### Instructions for the task
Gather every line below that contains the word "white" and copy each one unchanged. Case matters when matching.

### Input material
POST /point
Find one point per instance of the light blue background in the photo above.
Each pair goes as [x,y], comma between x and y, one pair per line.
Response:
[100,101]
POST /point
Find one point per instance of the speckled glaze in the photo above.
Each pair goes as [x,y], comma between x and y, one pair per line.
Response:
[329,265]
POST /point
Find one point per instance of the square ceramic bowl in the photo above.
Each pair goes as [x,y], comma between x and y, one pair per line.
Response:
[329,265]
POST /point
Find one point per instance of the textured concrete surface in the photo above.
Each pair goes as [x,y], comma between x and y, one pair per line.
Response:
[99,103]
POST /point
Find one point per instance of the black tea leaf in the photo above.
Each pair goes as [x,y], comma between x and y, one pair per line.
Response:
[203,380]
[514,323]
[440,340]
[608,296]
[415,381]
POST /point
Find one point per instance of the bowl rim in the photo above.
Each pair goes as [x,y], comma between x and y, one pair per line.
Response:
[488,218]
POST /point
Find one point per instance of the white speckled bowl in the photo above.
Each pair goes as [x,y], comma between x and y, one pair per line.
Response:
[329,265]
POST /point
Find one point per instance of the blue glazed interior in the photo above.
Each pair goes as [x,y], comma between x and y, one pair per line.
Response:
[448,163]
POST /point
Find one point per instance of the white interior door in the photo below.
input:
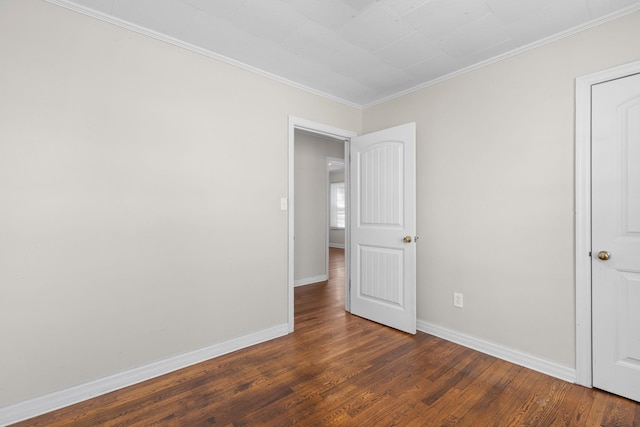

### Exercise output
Find one point per instance of the white speckled bowl in the photo above.
Find one point per instance of the white interior door in the photo below.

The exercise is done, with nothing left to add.